__WHAT TO DO__: Beginning with the first line, copy out each line of the material until the line containing "of the street" has been copied as well.

__THE DATA__:
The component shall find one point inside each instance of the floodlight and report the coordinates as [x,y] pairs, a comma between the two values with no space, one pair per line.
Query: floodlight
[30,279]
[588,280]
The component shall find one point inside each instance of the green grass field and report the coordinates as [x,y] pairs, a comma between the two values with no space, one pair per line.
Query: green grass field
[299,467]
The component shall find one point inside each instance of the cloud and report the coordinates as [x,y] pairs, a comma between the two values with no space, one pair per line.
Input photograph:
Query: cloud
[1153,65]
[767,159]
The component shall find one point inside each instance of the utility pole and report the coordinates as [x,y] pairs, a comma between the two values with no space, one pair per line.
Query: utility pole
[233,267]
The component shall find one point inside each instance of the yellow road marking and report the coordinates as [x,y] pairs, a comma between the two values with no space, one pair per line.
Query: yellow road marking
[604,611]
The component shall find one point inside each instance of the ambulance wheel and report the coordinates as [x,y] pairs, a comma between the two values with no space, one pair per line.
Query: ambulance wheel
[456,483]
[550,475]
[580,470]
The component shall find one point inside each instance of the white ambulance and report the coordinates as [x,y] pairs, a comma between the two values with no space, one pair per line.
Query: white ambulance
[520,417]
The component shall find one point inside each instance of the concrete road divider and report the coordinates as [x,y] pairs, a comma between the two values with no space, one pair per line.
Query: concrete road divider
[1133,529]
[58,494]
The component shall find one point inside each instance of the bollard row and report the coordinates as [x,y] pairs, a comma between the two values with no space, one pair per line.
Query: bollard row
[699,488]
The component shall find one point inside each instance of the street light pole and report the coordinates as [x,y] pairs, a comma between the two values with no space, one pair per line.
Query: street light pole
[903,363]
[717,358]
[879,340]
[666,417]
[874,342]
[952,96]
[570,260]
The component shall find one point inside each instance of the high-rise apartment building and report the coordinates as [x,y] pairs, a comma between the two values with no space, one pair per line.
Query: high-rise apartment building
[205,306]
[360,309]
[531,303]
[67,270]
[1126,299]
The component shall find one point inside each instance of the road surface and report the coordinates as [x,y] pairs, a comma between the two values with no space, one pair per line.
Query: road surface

__THE COMPLETED TASK__:
The component shall find one point inside each instance of the floodlight and report the coordinates as [x,y] pairs, a comma between the two values with no space, one pair per line.
Query: floodlight
[30,279]
[588,280]
The component shall find one point inside each instance of the green grass field and report the coordinates as [x,y] pairs, a comma between the two values with no space, one pair per line.
Query: green grass field
[299,467]
The component shall find one point inside each instance of the cloud and report the coordinates as [x,y] pairs, a comma between the two values with no space, one pair per line.
Input photograph:
Query: cloud
[1153,65]
[767,159]
The component shall find one point inside each instance of the utility pole and report the coordinates as [x,y] pairs, a comma between the two values with no space, one pair per line.
Query: utility pole
[233,267]
The component shall find one point inside each instance of the yellow road marking and report the coordinates as [x,y] pairs, a comma between the two values with no space, one pair per line.
Query: yellow road marking
[604,611]
The component shall find one point inside each instance of the ambulance wheel and report the coordinates as [x,y] pairs, a comma between the two values with no space, one pair per line.
Query: ambulance wheel
[456,483]
[550,475]
[580,470]
The component shall find one point inside each instance of the white ambulance and report the coordinates as [x,y] pairs, a comma between the two values with no space, one pair per line.
Query: white ambulance
[520,417]
The component shall find one point inside each instance of the concrete road divider and report the coordinates as [x,y] pairs, a comma between the two values with no space, one pair per line.
Query: concrete road divider
[1133,529]
[58,494]
The component shall find one point inside each instance of the bollard row and report the coordinates as [x,y] pairs, a comma between the two values with no space, one pair per line.
Query: bollard row
[699,488]
The component shall find one point inside each instance of the street light pole and report the coordinates as [x,y] pairs, a comma between the two values with no space, one pair per line.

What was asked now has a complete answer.